Identify each line in the listing below that contains the word "instance" and copy every such line in full.
Start of Supplied material
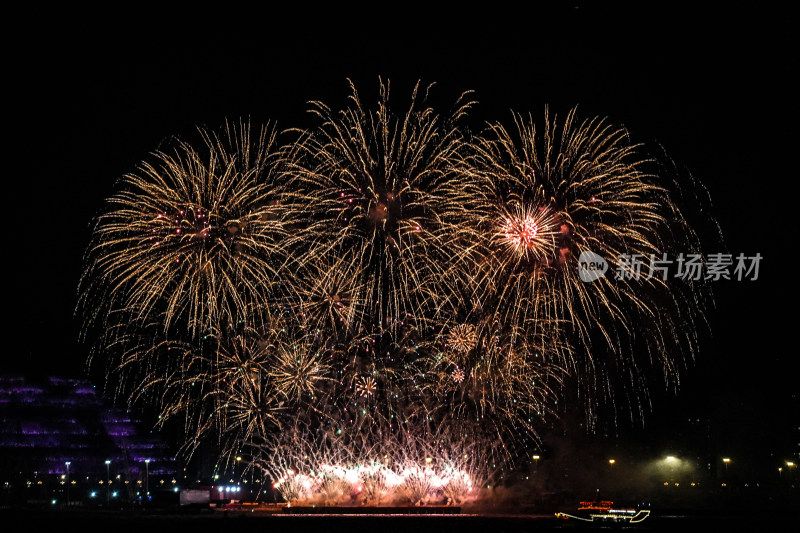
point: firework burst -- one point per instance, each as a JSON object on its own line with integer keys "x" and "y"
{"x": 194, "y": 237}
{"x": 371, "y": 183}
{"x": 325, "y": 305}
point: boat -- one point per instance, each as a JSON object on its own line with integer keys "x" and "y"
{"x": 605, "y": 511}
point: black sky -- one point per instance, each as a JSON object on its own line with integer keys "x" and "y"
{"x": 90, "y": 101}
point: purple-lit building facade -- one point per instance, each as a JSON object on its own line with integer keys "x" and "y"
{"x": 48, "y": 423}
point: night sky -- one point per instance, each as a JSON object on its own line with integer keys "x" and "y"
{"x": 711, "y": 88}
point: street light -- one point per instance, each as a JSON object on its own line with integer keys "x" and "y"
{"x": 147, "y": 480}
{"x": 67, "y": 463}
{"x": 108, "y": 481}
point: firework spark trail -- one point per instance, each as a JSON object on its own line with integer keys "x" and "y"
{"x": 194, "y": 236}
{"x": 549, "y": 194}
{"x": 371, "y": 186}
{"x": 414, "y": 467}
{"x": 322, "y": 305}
End of Supplied material
Start of Supplied material
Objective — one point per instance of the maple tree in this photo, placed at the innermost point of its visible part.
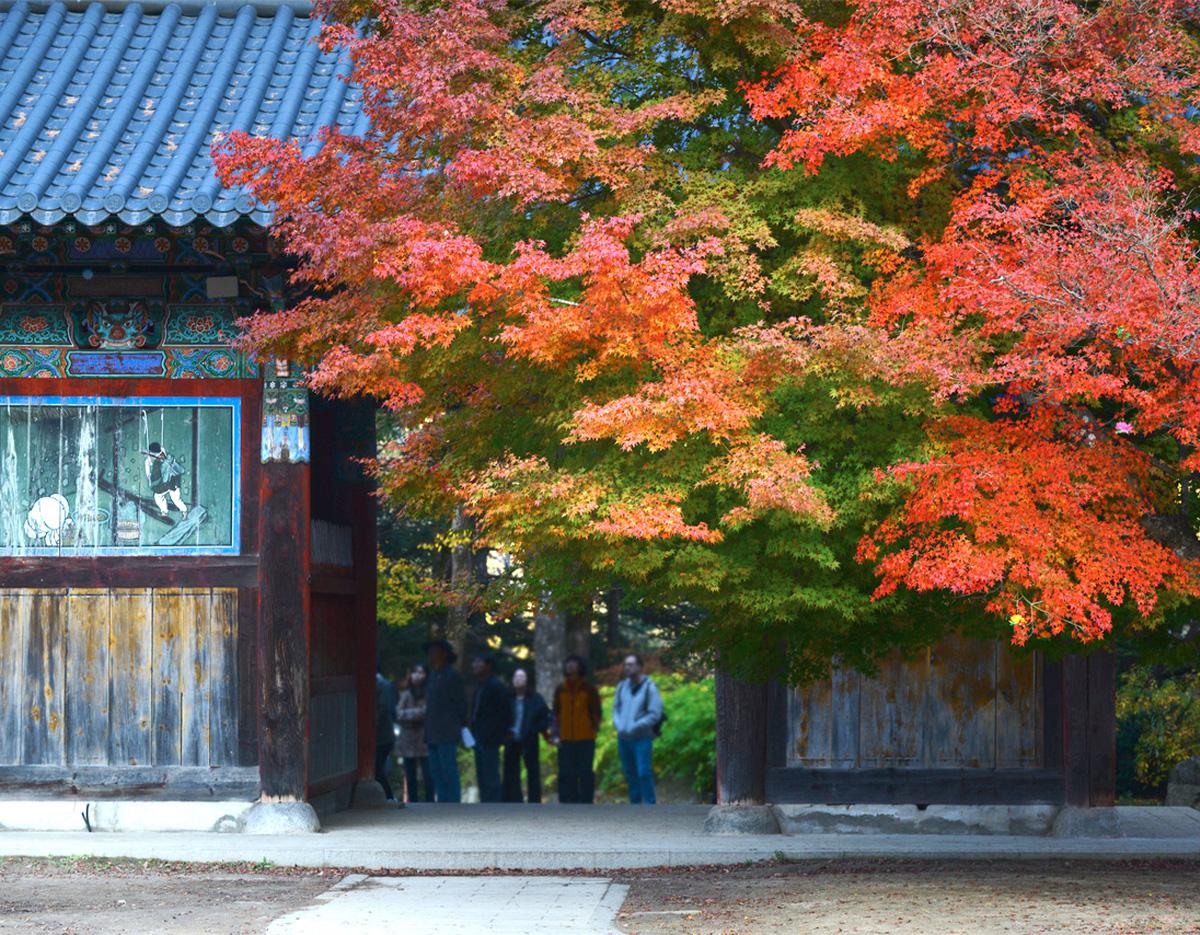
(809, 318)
End of Supplied material
Start of Supplied material
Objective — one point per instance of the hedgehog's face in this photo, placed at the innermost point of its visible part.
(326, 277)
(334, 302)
End of Supplied material
▶ **The output**
point: firework burst -- one point per instance, each as a JSON object on its own line with integer keys "x" and "y"
point: boat -- one point per instance, each as a JSON object on its own line with integer keys "x" and "y"
point: black sky -- one point per instance, each as a JSON object on its own line with integer keys "x" and "y"
point: purple-lit building facade -- one point per instance, each as a JSON object on its own line with integer keys "x" and "y"
point: night sky -- one point per instance, each as a JSON object on its own line with integer keys "x" and "y"
point: street light -- one point per instance, each as a JSON object on its own line with integer keys "x" and "y"
point: firework spark trail -- one point per instance, each as a JSON object on its own line with integer keys "x" and "y"
Objective — one point per instance of the maple tree in this photo, placed at the innermost point of its visible part.
Objective — one point per instance of the hedgehog's face in this photo, placed at the innermost point of its visible part.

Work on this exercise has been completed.